Stated task:
Pick up the passage on how adding RHA and CDW to clay soil changes MDD and OMC, and write what comes next after its last sentence.

Given text:
——
On adding RHA to clayey soil in varying amounts, the MDD value reduces from 1.76 to 1.49 g/cm³, and the OMC value increases from 16 to 23% at 12% RHA content. The further addition of RHA up to 16% shows a similar trend in MDD and OMC values. The increase in OMC value on increasing RHA content may be due to the higher OMC value of RHA to that of clayey soil and also due to the increase in the percentage of fines (having larger specific surface) requiring more water; the reduction in MDD value may be due to the lower specific gravity of RHA to that of clayey soil and may also be due to the agglomeration of clay particles due to cation exchange thus increasing the volume. The results showing a reduction in MDD and an increase in OMC on adding RHA are in good agreement with previous researches (Choobbasti et al. 2010; Rahgozar et al. 2018).

Clay:CDW mixture

On increasing the CDW content in varying amounts from 12 to 28%, the MDD value decreases from 1.76 to 1.73 g/cm³ and OMC value reduces from 16 to 14.9% at 24% CDW content. On further increasing CDW content to 28%, the same trend of variation is observed. The reduction in MDD value on increasing CDW content may be due to the aggregation of clay:CDW mixture and also due to the lesser specific gravity of CDW than that of clay, whereas the reduction in OMC with increased CDW content may be due the lower specific surface of CDW than clay particles.
——
Dataset content:
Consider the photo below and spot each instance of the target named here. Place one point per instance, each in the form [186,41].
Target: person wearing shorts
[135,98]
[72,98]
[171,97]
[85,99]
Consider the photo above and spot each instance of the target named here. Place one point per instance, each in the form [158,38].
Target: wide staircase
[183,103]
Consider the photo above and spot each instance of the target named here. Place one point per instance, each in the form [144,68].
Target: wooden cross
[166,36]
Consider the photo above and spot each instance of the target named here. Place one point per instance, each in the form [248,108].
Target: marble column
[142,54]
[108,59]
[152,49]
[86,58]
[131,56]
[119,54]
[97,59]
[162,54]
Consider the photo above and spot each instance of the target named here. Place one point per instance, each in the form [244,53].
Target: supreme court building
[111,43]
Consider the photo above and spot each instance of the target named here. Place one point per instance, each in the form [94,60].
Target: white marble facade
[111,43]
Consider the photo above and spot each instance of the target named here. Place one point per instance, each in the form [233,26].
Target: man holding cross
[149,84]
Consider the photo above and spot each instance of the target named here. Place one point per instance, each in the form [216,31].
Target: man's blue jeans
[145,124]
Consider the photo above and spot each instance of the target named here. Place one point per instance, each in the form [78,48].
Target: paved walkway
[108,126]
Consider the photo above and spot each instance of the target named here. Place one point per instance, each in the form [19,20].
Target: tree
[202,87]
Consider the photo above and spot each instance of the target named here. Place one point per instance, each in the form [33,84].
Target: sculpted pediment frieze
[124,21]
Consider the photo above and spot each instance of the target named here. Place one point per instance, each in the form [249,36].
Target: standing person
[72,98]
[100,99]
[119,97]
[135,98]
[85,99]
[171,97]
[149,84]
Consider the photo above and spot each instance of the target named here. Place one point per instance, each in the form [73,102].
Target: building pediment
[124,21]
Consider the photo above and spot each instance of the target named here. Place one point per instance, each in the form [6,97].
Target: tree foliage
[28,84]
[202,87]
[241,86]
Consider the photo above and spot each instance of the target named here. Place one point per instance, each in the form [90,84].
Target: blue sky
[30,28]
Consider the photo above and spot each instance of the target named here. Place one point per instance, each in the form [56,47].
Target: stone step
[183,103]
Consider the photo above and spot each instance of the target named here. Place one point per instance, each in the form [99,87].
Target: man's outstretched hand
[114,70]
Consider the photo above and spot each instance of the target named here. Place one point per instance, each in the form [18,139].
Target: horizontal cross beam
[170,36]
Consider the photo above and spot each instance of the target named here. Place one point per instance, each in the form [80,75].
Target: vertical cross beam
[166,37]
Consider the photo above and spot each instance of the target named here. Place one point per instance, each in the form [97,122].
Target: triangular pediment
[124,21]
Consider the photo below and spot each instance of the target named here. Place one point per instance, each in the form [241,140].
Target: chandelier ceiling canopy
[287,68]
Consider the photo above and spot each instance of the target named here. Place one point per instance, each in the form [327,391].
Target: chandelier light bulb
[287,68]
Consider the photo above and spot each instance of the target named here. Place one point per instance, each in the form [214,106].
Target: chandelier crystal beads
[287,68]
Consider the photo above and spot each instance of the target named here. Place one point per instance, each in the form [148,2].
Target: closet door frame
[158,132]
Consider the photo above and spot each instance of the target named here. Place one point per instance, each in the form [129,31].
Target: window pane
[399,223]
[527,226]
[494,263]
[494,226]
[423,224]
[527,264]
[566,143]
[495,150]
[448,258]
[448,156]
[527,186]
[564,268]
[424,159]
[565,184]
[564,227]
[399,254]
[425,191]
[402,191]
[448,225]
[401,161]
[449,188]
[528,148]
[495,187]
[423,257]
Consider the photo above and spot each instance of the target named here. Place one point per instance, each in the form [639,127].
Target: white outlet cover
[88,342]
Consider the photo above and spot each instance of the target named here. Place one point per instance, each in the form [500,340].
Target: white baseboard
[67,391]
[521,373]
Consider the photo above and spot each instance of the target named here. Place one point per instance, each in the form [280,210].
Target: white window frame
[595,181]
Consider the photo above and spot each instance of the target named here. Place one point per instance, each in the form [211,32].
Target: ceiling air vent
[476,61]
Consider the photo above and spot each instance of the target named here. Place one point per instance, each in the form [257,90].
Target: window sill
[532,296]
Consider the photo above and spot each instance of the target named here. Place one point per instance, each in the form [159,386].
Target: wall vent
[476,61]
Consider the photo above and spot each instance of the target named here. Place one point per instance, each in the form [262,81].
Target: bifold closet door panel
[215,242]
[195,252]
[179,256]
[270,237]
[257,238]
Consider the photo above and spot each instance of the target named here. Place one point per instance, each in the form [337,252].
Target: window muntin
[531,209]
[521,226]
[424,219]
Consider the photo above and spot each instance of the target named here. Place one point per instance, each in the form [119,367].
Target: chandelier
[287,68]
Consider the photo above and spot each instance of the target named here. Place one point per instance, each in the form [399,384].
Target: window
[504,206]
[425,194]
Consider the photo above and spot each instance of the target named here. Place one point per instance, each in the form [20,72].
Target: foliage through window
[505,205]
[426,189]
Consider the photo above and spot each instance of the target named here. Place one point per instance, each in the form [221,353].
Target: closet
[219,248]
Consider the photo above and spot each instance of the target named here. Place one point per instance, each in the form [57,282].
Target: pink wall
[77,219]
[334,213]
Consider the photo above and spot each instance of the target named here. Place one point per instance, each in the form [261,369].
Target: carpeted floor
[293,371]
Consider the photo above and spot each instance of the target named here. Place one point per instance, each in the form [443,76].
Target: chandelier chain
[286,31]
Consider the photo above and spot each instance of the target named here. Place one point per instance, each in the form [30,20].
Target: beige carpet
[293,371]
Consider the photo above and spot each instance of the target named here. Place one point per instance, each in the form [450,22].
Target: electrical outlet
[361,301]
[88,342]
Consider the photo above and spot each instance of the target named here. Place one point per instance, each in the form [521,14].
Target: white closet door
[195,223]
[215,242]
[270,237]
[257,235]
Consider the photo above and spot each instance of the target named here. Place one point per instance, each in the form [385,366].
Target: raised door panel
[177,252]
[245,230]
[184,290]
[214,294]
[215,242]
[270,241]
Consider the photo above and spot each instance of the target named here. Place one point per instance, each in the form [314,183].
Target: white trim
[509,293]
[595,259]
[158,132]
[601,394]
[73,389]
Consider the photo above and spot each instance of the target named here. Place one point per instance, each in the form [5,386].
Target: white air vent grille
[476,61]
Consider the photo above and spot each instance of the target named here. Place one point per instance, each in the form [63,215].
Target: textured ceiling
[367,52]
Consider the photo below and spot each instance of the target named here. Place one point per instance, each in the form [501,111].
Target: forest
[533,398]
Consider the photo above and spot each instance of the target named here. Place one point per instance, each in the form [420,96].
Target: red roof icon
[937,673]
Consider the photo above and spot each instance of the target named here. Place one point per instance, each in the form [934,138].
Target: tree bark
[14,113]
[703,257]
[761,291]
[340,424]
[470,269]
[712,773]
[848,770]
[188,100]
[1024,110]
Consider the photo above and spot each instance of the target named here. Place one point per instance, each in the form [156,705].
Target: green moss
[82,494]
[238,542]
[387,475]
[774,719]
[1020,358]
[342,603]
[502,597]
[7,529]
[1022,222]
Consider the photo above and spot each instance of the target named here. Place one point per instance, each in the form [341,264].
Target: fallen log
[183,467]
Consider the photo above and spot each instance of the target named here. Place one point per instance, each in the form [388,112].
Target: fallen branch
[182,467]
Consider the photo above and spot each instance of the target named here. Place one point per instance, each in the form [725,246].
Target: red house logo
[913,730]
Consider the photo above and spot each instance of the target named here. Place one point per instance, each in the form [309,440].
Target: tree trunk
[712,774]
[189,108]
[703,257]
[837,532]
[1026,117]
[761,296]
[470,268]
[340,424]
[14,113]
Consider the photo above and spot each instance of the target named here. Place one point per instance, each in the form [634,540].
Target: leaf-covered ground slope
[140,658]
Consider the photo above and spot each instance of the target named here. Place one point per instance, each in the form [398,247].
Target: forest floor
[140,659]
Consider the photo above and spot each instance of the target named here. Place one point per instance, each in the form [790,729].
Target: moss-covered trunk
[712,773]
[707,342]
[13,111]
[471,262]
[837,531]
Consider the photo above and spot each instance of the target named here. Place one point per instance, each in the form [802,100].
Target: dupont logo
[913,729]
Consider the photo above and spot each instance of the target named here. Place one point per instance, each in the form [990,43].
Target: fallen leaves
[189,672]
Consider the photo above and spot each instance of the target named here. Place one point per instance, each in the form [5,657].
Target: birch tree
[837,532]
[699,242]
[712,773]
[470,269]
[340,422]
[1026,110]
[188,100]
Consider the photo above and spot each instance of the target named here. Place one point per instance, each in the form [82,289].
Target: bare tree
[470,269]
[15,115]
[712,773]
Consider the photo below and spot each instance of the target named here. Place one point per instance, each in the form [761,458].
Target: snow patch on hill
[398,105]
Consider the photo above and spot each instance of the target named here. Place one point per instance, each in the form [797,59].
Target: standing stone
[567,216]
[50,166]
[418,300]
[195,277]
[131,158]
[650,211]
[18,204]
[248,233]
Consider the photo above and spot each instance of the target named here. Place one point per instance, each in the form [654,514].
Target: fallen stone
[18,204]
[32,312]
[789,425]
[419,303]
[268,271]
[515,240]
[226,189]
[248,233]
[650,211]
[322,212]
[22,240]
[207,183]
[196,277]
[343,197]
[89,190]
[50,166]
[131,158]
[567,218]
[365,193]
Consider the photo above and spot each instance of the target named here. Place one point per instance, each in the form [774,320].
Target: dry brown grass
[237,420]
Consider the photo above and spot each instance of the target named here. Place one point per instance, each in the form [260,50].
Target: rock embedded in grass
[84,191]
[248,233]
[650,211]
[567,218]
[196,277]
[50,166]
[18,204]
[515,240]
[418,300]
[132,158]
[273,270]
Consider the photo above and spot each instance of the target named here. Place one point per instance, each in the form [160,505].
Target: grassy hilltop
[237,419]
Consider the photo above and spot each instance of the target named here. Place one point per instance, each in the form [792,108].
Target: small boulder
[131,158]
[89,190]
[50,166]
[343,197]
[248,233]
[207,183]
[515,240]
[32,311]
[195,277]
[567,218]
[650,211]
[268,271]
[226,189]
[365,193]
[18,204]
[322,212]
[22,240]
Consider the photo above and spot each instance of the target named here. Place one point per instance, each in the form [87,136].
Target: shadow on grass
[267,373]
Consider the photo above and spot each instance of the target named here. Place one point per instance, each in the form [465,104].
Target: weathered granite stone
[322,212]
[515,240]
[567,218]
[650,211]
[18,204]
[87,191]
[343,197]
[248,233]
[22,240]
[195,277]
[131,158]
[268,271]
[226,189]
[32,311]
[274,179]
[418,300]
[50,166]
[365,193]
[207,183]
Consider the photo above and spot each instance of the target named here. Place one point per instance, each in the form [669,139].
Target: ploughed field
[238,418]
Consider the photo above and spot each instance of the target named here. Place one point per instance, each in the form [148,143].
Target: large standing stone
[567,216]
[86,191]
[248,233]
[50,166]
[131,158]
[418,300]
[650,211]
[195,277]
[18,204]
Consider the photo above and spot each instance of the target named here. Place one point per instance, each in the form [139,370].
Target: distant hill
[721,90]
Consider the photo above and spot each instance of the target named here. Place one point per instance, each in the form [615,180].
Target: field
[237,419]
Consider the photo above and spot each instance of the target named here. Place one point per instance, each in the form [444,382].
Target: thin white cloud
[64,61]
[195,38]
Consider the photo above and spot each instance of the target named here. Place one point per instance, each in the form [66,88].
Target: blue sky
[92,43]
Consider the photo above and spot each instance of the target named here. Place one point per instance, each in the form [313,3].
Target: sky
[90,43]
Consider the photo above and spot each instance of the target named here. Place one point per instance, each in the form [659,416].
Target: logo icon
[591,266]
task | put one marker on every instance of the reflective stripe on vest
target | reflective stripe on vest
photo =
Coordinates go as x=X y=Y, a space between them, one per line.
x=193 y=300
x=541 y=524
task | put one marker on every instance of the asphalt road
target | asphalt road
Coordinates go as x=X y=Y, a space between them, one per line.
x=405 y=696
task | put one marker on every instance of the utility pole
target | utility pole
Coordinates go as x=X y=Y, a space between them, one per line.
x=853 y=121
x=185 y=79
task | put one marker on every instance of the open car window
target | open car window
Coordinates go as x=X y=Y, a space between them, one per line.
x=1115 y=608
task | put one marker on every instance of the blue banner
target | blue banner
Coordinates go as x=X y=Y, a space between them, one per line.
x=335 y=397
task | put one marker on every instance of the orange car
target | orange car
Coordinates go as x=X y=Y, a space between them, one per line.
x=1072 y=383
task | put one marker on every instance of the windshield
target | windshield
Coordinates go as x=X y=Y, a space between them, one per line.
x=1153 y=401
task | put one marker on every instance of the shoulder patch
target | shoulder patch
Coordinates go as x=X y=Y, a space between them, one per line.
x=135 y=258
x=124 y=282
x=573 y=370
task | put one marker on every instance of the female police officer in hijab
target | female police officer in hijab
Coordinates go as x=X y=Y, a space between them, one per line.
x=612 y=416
——
Exercise result:
Clay:lime mixture

The addition of lime to clayey soil in varying amounts from 3 to 9% increases OMC from 16 to 24.5% and reduces MDD from 1.76 to 1.62 g/cm³ on adding 5% lime. The further addition of lime to clayey soil shows the same type of variation in OMC and MDD. The further addition of clayey soil reveals a similar trend of MDD and OMC. The reduction in MDD value on adding lime may be due to the flocculation of clay particles on adding lime and also due to the lower specific gravity of lime. The improvement in OMC value is due to the pozzolanic reaction occurring between lime and clay particles. The results are in good agreement with the past few research works (Kavak and Akyarli 2007; Harichane et al. 2011; Bhardwaj and Sharma 2020).

Clay:RHA:lime mixture

The addition of lime in varying amount of 1, 3, and 5% in an optimized mix of clay and RHA (12%) shown in Fig. 8 reveals that the MDD value decrease from 1.49 to 1.41 g/cm³ and the OMC value increases from 23 to 26% at 3% lime content. The reduction in MDD value on adding lime may be due to the flocculation of clay particles on adding lime and also due to the lower specific gravity of both lime and RHA compared to clay particles. The improvement in OMC value is due to the pozzolanic reaction occurring between lime and clay particles and also due to the higher OMC of RHA.

Clay:CDW:lime mixture

The addition of lime in varying amount of 1, 2, and 3% in an optimized mix of clay and CDW (24%) shown in Fig. 8 reveals that the MDD value decrease from 1.73 to 1.43 g/cm³ and the OMC value increases from 14.9 to 21% at 1% lime content. The reduction in MDD value on adding lime may be due to the flocculation of clay particles on adding lime and also due to the lower specific gravity of both lime and CDW compared to clay particles. The improvement in OMC value is due to the pozzolanic reaction occurring between lime and clay particles.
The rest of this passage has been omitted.